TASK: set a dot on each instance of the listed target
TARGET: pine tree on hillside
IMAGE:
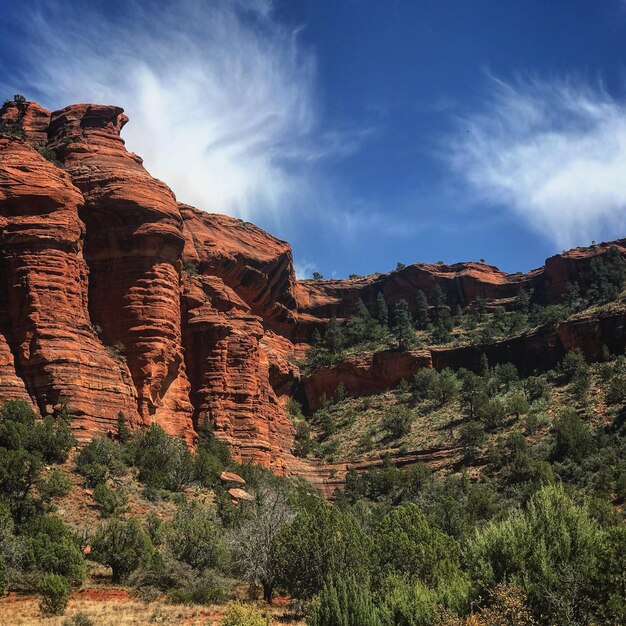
(403, 326)
(438, 302)
(383, 309)
(421, 314)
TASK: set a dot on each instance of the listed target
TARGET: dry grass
(116, 608)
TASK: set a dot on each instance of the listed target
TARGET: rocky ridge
(119, 299)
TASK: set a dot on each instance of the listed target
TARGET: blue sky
(363, 132)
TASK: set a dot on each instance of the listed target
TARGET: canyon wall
(115, 298)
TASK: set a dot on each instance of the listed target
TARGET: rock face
(52, 345)
(461, 284)
(118, 299)
(365, 373)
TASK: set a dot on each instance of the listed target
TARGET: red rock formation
(364, 374)
(46, 323)
(229, 366)
(132, 246)
(257, 266)
(28, 117)
(93, 306)
(462, 283)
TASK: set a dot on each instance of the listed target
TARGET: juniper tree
(383, 309)
(403, 326)
(421, 313)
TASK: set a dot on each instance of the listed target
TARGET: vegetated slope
(474, 421)
(117, 299)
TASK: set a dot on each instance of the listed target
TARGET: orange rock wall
(120, 299)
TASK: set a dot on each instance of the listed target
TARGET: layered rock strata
(117, 299)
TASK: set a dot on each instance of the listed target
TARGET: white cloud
(554, 152)
(304, 268)
(221, 96)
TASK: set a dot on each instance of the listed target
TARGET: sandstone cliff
(118, 299)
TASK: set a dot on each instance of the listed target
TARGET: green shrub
(238, 614)
(164, 462)
(572, 364)
(536, 388)
(56, 484)
(122, 545)
(320, 542)
(443, 387)
(79, 619)
(552, 550)
(406, 543)
(55, 550)
(110, 501)
(50, 438)
(344, 602)
(205, 589)
(100, 459)
(472, 437)
(616, 392)
(55, 592)
(492, 412)
(397, 423)
(4, 578)
(195, 538)
(572, 437)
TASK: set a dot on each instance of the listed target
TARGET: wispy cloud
(221, 95)
(553, 152)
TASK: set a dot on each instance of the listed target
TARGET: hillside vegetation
(516, 517)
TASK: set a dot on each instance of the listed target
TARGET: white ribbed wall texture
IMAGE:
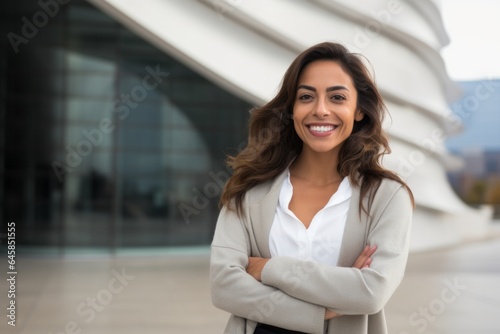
(245, 46)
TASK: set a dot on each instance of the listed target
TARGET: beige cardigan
(294, 293)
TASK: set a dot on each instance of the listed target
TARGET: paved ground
(456, 291)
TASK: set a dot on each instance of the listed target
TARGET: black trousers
(268, 329)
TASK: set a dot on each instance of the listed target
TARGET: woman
(313, 233)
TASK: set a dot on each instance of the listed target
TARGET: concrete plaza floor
(454, 290)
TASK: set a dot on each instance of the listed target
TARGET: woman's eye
(305, 97)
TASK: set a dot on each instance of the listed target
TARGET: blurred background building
(116, 115)
(478, 182)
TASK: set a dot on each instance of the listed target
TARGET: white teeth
(321, 128)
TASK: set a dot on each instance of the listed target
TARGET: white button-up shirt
(321, 241)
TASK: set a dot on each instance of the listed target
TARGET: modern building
(116, 115)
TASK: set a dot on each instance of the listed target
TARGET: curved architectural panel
(245, 46)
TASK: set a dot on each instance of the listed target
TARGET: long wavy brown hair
(273, 143)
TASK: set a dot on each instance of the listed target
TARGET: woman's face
(325, 106)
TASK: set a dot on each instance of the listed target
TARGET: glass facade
(106, 141)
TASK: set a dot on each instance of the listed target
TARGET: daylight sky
(474, 29)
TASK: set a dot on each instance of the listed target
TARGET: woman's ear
(359, 115)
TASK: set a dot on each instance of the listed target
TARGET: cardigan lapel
(262, 215)
(354, 237)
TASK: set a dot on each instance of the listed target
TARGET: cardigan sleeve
(237, 292)
(352, 290)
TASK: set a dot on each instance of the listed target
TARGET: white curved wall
(246, 46)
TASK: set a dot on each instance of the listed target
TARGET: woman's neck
(317, 168)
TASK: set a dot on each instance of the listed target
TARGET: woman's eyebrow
(329, 89)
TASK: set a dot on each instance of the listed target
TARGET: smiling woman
(313, 234)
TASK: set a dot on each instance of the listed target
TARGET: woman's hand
(255, 266)
(363, 261)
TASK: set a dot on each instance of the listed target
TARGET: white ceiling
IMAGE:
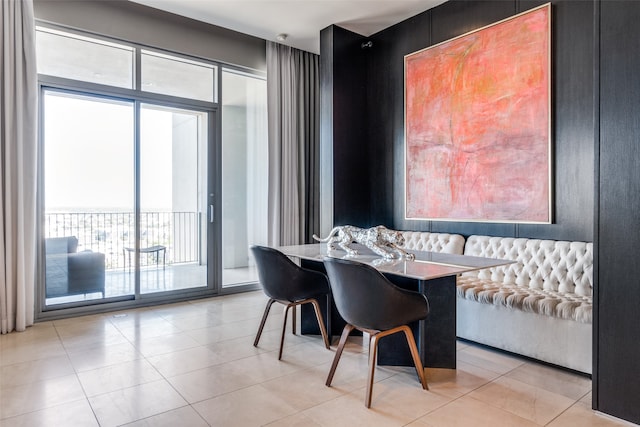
(301, 20)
----------------
**Written task:** Reproduce the whole listing exactly, but not the images in it.

**Correct answer:**
TASK: set a dot on each instance of the listed target
TARGET: pine tree on hillside
IMAGE:
(403, 326)
(438, 302)
(383, 309)
(421, 314)
TASK: set a dot on each instance of the listed target
TARGET: dry grass
(116, 608)
TASK: set a dot on each instance of the listed target
TARGET: rocky ridge
(119, 299)
TASK: set a dot on each instance of the listed target
TARGET: blue sky
(363, 132)
TASK: set a dot on each instance of the listed target
TARGET: canyon wall
(115, 298)
TASK: set a dot on each instance of the listed target
TARGET: rock face
(52, 345)
(461, 284)
(118, 299)
(365, 373)
TASK: set a dot on each instance of the listed target
TARGET: red rock formation
(364, 374)
(46, 323)
(229, 366)
(132, 246)
(257, 266)
(28, 117)
(93, 306)
(462, 283)
TASK: set a dot on each instance of the listed target
TARGET: juniper tree
(383, 309)
(403, 326)
(421, 313)
TASK: set a dot on each instance of the listed target
TARGET: vegetated slope
(474, 421)
(117, 299)
TASK: set a dot on each instance of the listed target
TARGET: orange rock wall
(120, 299)
TASK: set a dot on each instance of the listed target
TARGET: layered rock strata
(117, 299)
TASK: set a dot on each instance of the listed target
TARGET: white cloud
(554, 152)
(304, 268)
(221, 96)
TASK: set a dot on each instance of the listed target
TARGET: sandstone cliff
(118, 299)
TASK: set a dot on each instance of the listed target
TARGET: green shrub
(238, 614)
(164, 462)
(572, 364)
(536, 388)
(56, 484)
(122, 545)
(320, 542)
(443, 387)
(79, 619)
(552, 550)
(406, 543)
(55, 550)
(110, 501)
(50, 438)
(344, 602)
(205, 589)
(100, 459)
(472, 437)
(616, 392)
(55, 592)
(492, 412)
(397, 423)
(4, 578)
(195, 538)
(572, 437)
TASK: set a dot on each instance of the listed target
TARGET: wispy cloud
(221, 95)
(553, 152)
TASK: set a dot on each instance of the listed target
TARGET: hillside vegetation
(516, 517)
TASK: set a dot on each instance of the listed target
TARGET: white ribbed wall texture
IMAGE:
(245, 46)
TASK: set a dot on each instance of the listed target
TARGET: beige cardigan
(294, 293)
TASK: set a dot on each instance of the listed target
TARGET: paved ground
(456, 291)
TASK: set a dot on each instance of the listed target
TARGET: black trousers
(268, 329)
TASK: set a dot on each instance of the listed target
TARGET: woman
(313, 233)
TASK: set a dot on each instance of the listed target
TARGET: concrete plaza floor
(454, 290)
TASK: set a dot on each instance of the listed target
TARGET: woman's eye
(305, 97)
TASK: set a dot on each instance of the listed target
TARGET: blurred background building
(116, 115)
(478, 182)
TASK: set a dot on each instance of the listed target
TARGET: white teeth
(321, 128)
TASK: set a dot on each instance of the listed target
TARGET: white button-up shirt
(321, 241)
TASK: set a dot on each instance of the listed target
TARGET: modern building
(116, 115)
TASK: set a dot on each instance of the listed target
TARGET: curved architectural panel
(245, 46)
TASK: set a dot on each instance of the listed target
TARGET: long wavy brown hair
(273, 143)
TASK: set a dot on each instance of the listed target
TARGET: woman's face
(325, 106)
TASK: set a dot on each instance of the listed target
TARGET: glass facade
(106, 141)
TASK: set a dot on each instance of the listed target
TARGET: daylight sky
(474, 29)
TASK: set a dot on each instance of the listed target
TARGET: woman's ear
(359, 115)
TASK: set a dot on each instance of the listed target
TARGET: cardigan lapel
(262, 215)
(354, 237)
TASK: set a dot on each instance of the listed target
TARGET: cardigan sleeve
(237, 292)
(352, 290)
TASK: set a dot on each instance of the listed target
TARGET: white curved wall
(246, 46)
TASK: set a dot on each instance of the listed target
TARGET: woman's neck
(317, 168)
TASK: set a dot on each instance of the listed target
TARGET: woman's eyebrow
(329, 89)
TASK: set a dot on each instance of the listed target
TARGET: smiling woman
(313, 234)
TASK: set a dot on each instance of the listed target
TARGET: woman's hand
(255, 266)
(363, 261)
TASK: set a dot on each instance of the listed target
TARGET: white ceiling
IMAGE:
(301, 20)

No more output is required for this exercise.